Quoted text:
▼

I feel like i've hit major Mum burnout! 2&5 year old - they are amazing
But it's all just too much at the moment - i work 4 days, husband full time - we have no help - the week is just having a kid each for drop off or pick up (they both in different locations for nursery & school) so its out at 7.50 and back At 6 - speedy food,wash,bedtime fun....
I'm finally free around 9 at the moment once they in bed asleep (feels so late) I am trying to drop 2 year olds nap cus his bedtime creeping later and later - but thats not an easy task
Every little task feels so hard, laundry, deciding what to eat, getting a bag ready for the morning - it just feels like so much to have to remember all the time.
I feel like all joy is gone from my life - we do get a babysitter sometimes to go and do things - like we went to a concert last weekend - but the lead up to it - having to organise the babysitter, sort their dinner early, get myself ready, leave out what they need, insturctions for the babysitter was a lot that by the time i left the house i felt shattered - then i had literally 2 drinks and they floored me because im so tired, and basically I came home from the night went to bed and woke up feeling awful and i feel like im not even sure i enjoyed it
My friends had a party for their joint birthday this weekend and i just didnt go because i couldn't face the prep / organisation before i would go and the thoughts of feeling tired the next day and having to parent just filled me with dread (2 year old soemtimes get up at 5 so theres that too)
so i feel like i just do nothing anymore because i dont enjoy anything and its not worth it anyway.

▲

Photo-based point labeling data:
▼

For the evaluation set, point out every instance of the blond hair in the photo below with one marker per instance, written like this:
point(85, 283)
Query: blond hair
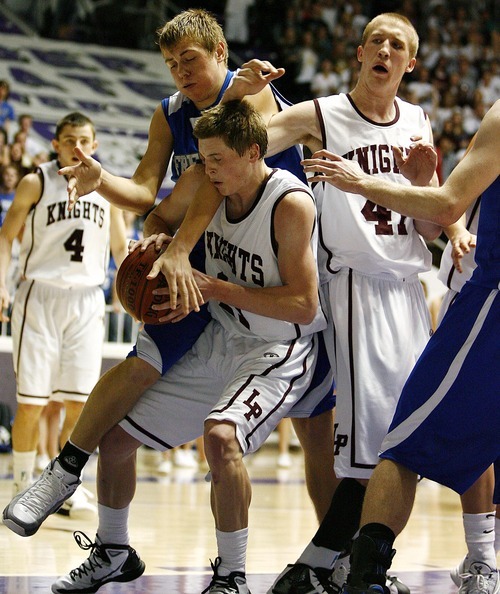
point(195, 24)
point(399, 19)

▲

Task prompt:
Return the post about parenting burnout word for word, everything from "I'm finally free" down to "all the time.".

Task response:
I'm finally free around 9 at the moment once they in bed asleep (feels so late) I am trying to drop 2 year olds nap cus his bedtime creeping later and later - but thats not an easy task
Every little task feels so hard, laundry, deciding what to eat, getting a bag ready for the morning - it just feels like so much to have to remember all the time.